- **YOUR INSTRUCTIONS**:
Only the lines that include "TARGET" should be copied from the data below.
- Opening Delimiter -
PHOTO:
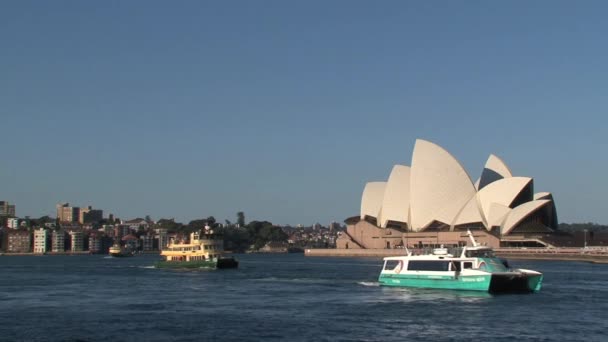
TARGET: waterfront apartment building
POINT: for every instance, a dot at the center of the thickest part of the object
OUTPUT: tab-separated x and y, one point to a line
19	241
12	223
77	241
147	242
7	209
163	238
58	241
95	243
41	241
90	215
65	213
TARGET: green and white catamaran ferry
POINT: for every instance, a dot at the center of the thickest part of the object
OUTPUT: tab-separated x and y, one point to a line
476	269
- Closing Delimiter -
- **ANSWER BOX**:
TARGET: waterfront apartment building
TARGET: green and white catamaran ferry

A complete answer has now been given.